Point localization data
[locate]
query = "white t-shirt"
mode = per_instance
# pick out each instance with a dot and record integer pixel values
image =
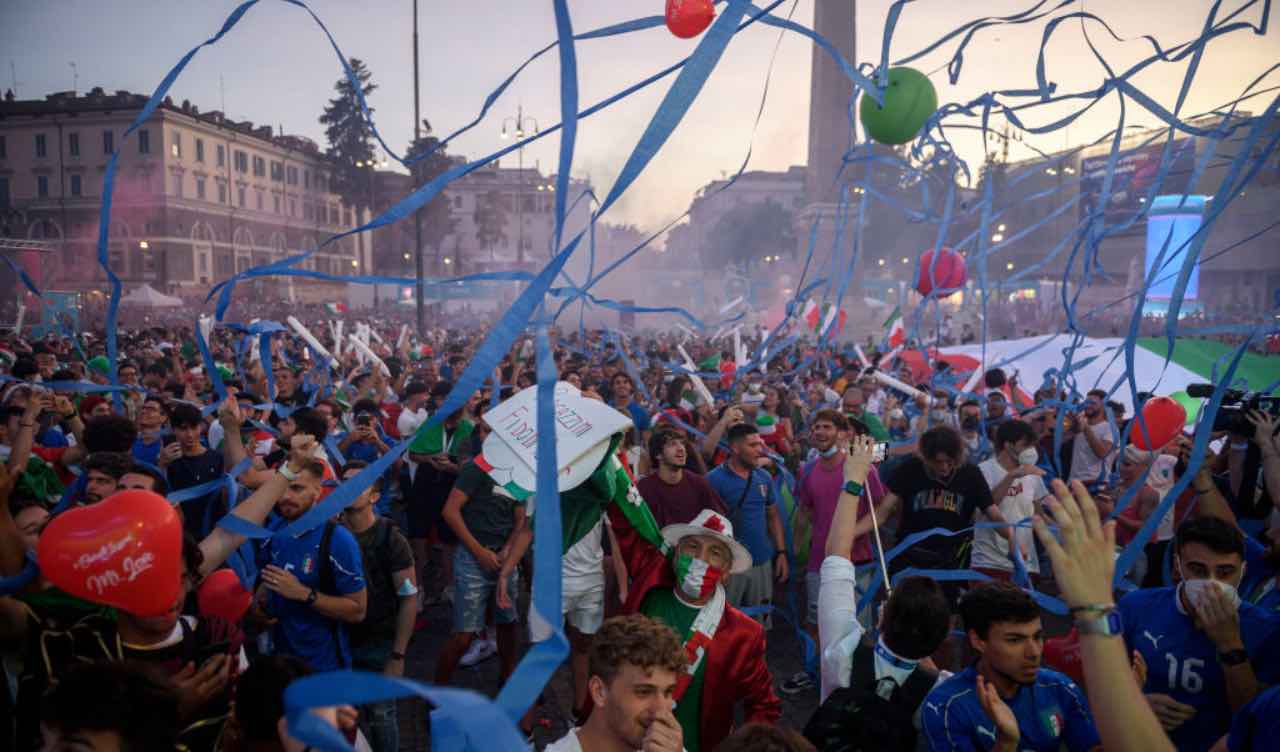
(839, 631)
(1086, 466)
(990, 548)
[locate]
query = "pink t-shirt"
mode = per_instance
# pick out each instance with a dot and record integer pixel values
(819, 493)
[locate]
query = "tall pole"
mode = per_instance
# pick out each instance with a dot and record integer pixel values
(417, 215)
(520, 189)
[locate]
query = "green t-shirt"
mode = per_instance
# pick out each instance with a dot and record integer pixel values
(663, 605)
(489, 516)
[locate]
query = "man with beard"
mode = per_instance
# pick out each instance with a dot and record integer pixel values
(1093, 445)
(937, 489)
(1006, 701)
(675, 495)
(312, 582)
(1214, 652)
(680, 586)
(634, 668)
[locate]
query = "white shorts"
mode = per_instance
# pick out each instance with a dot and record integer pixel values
(584, 610)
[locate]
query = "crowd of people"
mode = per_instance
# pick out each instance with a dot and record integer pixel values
(951, 556)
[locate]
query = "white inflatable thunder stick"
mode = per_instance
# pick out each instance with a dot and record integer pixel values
(311, 340)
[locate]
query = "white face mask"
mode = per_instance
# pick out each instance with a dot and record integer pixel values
(1197, 588)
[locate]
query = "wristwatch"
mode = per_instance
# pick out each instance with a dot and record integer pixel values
(1104, 620)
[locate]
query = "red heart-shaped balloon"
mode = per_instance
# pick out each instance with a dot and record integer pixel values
(124, 551)
(689, 18)
(1164, 417)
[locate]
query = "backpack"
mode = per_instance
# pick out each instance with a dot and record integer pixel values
(869, 715)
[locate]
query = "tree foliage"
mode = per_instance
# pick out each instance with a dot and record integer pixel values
(350, 137)
(748, 233)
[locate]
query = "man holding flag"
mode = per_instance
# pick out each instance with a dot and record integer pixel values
(676, 578)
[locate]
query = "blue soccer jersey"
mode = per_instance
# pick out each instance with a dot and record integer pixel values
(1182, 661)
(1257, 727)
(1052, 714)
(300, 629)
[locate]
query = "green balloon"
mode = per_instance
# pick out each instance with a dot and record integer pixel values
(909, 100)
(1189, 403)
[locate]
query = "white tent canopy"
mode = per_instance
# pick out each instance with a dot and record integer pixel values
(149, 297)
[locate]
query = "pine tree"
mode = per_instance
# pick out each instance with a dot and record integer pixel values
(351, 137)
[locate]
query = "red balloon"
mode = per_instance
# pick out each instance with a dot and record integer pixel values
(689, 18)
(222, 595)
(124, 551)
(1165, 418)
(947, 274)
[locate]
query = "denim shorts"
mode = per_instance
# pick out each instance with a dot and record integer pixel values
(475, 590)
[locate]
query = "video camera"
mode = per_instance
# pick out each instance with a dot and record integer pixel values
(1233, 415)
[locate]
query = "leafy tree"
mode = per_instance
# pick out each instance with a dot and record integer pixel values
(490, 219)
(350, 137)
(748, 233)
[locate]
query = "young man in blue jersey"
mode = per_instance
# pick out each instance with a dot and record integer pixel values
(1208, 654)
(1006, 701)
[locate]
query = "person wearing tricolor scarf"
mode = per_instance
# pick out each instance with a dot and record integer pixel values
(677, 581)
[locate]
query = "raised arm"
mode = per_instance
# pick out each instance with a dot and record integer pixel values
(1083, 567)
(845, 527)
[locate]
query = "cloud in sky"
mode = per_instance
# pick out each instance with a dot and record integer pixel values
(277, 68)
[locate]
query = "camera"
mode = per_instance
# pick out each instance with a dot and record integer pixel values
(1233, 415)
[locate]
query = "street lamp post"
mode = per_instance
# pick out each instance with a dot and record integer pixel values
(520, 119)
(417, 215)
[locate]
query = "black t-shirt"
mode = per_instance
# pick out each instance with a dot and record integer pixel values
(202, 513)
(488, 514)
(383, 551)
(928, 503)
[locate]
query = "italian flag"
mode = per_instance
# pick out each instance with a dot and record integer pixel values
(895, 333)
(689, 569)
(821, 317)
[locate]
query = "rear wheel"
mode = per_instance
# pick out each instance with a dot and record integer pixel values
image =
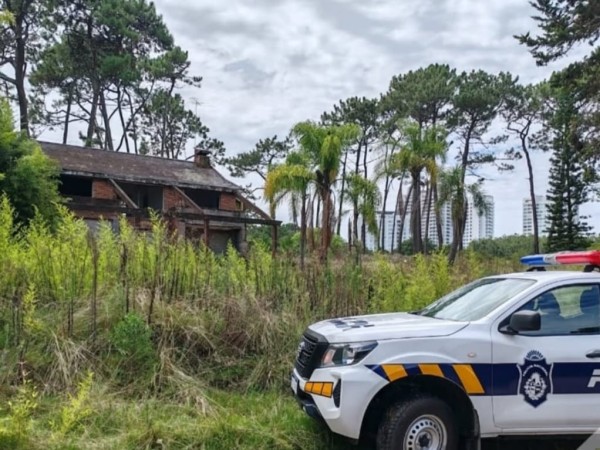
(418, 423)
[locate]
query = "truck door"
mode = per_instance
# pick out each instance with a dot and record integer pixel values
(550, 378)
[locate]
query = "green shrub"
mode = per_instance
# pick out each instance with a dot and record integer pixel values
(132, 339)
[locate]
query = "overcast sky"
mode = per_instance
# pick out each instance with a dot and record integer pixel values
(268, 64)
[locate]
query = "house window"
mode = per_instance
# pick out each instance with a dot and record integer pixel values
(72, 186)
(204, 198)
(144, 196)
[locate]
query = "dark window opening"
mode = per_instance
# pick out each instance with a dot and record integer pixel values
(204, 198)
(72, 186)
(144, 196)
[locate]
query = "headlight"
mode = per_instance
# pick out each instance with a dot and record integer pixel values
(346, 354)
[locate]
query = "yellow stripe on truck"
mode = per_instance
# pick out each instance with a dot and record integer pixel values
(394, 371)
(469, 379)
(431, 369)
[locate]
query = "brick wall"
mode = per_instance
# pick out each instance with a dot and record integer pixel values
(171, 199)
(228, 202)
(103, 189)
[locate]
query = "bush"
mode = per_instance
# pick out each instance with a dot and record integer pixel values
(132, 339)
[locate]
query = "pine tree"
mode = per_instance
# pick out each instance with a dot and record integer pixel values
(568, 189)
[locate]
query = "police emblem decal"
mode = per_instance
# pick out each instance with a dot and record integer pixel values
(535, 381)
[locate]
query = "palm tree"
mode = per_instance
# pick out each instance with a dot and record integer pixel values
(454, 191)
(364, 196)
(324, 146)
(292, 179)
(420, 151)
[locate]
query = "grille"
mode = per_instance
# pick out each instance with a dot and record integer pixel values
(309, 353)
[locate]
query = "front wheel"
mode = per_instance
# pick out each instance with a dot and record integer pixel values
(418, 423)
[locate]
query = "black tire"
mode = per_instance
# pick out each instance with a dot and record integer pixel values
(425, 417)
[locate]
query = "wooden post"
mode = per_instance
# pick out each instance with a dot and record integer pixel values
(206, 237)
(274, 239)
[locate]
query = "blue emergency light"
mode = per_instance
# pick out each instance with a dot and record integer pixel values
(589, 257)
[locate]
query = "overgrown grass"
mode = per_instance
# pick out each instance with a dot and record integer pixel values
(187, 349)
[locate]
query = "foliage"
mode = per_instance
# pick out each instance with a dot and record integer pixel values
(568, 188)
(455, 192)
(115, 68)
(76, 410)
(221, 340)
(16, 427)
(324, 146)
(563, 24)
(132, 339)
(523, 110)
(420, 151)
(364, 196)
(167, 126)
(505, 247)
(261, 235)
(264, 156)
(423, 95)
(22, 161)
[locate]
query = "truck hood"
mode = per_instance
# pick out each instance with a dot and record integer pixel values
(384, 326)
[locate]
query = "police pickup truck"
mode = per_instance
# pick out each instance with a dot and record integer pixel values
(515, 354)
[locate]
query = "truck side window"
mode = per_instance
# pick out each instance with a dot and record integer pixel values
(567, 310)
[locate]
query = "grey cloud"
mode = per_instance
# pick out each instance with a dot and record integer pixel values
(252, 75)
(268, 64)
(195, 21)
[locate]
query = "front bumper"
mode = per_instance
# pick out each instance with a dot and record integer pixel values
(343, 411)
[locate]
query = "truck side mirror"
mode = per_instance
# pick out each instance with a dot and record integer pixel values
(523, 321)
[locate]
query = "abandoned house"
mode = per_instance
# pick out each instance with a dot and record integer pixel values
(193, 198)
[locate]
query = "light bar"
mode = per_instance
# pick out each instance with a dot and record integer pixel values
(590, 257)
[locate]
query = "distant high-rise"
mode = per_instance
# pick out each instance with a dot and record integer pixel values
(542, 215)
(477, 226)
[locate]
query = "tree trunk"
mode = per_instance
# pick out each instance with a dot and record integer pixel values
(107, 131)
(536, 231)
(428, 198)
(363, 227)
(303, 230)
(124, 138)
(415, 216)
(20, 66)
(342, 193)
(357, 245)
(403, 218)
(438, 219)
(92, 122)
(397, 209)
(68, 115)
(325, 223)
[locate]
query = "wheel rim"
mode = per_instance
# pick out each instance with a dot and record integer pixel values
(426, 433)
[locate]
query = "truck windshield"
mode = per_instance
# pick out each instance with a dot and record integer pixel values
(476, 300)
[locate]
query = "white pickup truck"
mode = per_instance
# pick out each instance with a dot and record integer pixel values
(515, 354)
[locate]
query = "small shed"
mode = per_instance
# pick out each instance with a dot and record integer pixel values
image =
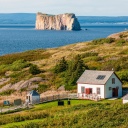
(125, 99)
(33, 97)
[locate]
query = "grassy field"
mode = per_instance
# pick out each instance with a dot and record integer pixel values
(80, 114)
(100, 54)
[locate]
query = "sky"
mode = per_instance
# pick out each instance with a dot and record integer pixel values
(79, 7)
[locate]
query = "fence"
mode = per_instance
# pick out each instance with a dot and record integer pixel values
(42, 100)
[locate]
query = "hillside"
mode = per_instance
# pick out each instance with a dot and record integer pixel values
(80, 114)
(17, 75)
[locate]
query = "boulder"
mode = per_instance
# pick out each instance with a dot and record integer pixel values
(67, 21)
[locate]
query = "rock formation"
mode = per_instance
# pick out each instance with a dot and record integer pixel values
(67, 21)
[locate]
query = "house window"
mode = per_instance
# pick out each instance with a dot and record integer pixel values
(113, 80)
(82, 89)
(110, 88)
(100, 77)
(88, 90)
(98, 90)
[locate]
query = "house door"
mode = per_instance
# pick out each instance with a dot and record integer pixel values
(115, 92)
(29, 98)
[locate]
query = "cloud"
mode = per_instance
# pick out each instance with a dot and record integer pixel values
(81, 7)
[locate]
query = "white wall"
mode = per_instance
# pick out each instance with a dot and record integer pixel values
(125, 101)
(35, 99)
(94, 88)
(108, 93)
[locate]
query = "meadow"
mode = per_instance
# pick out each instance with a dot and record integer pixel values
(81, 113)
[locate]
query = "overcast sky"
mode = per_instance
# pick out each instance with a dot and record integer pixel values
(79, 7)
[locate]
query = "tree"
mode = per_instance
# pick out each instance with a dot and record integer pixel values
(62, 66)
(34, 69)
(75, 69)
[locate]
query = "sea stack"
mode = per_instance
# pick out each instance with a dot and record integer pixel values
(67, 21)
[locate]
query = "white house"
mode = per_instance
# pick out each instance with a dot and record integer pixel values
(94, 85)
(33, 97)
(125, 99)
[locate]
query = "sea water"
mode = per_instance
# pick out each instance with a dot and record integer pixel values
(22, 37)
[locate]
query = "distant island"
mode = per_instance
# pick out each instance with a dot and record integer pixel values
(67, 21)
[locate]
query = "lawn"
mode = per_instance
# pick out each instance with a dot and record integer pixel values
(81, 113)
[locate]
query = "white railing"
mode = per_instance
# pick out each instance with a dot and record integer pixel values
(95, 97)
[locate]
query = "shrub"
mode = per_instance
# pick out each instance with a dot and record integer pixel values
(103, 40)
(120, 42)
(34, 70)
(8, 92)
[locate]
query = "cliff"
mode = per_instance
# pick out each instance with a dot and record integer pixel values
(66, 21)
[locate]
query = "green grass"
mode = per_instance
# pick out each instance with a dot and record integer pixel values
(80, 114)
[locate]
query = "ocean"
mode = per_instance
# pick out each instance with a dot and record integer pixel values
(18, 34)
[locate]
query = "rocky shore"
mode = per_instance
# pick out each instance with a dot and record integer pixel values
(67, 21)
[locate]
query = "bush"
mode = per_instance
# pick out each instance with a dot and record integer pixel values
(34, 70)
(103, 40)
(120, 42)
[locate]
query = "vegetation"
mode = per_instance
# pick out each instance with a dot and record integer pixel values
(64, 65)
(81, 113)
(34, 70)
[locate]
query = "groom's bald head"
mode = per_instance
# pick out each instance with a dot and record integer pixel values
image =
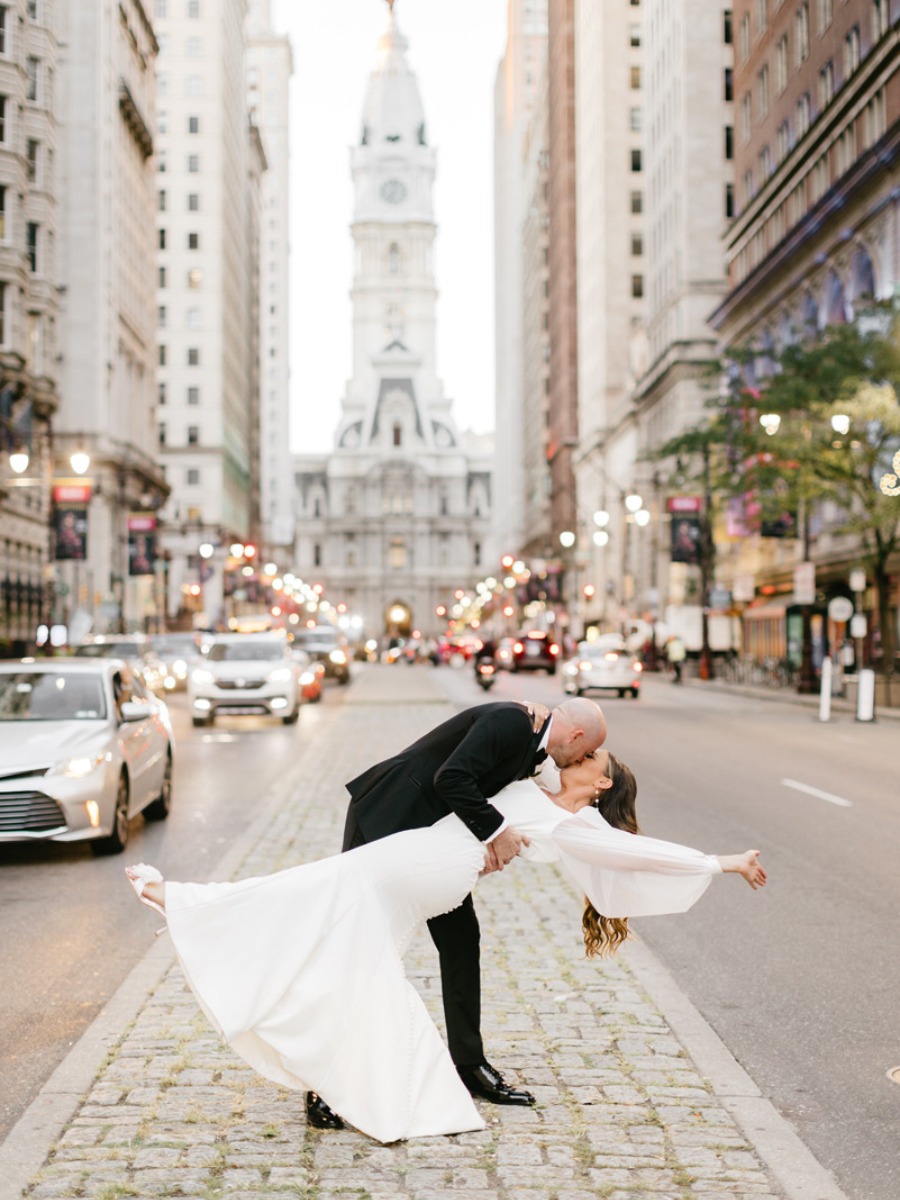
(579, 729)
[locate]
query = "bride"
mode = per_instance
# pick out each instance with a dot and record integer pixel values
(301, 972)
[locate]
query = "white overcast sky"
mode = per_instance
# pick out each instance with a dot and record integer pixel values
(454, 48)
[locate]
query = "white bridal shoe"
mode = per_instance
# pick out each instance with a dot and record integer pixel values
(139, 876)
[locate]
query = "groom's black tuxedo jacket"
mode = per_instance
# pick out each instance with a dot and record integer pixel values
(454, 768)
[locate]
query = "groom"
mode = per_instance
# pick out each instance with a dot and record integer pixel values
(456, 768)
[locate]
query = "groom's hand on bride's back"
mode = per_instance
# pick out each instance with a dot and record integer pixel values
(504, 847)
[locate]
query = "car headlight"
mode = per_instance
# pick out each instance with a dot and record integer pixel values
(78, 768)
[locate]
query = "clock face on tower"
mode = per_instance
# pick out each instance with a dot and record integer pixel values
(394, 191)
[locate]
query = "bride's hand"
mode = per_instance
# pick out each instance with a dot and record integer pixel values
(539, 713)
(747, 865)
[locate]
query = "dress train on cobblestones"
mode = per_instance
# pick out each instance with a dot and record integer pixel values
(303, 973)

◆ **PROBLEM DESCRIPTION**: Lines holding the word "window" are the answer; copy each one from the records above.

◆ **THE COMPLETED TASK**:
query = "house window"
query = "dark window opening"
query = "truck side window"
query = "house window"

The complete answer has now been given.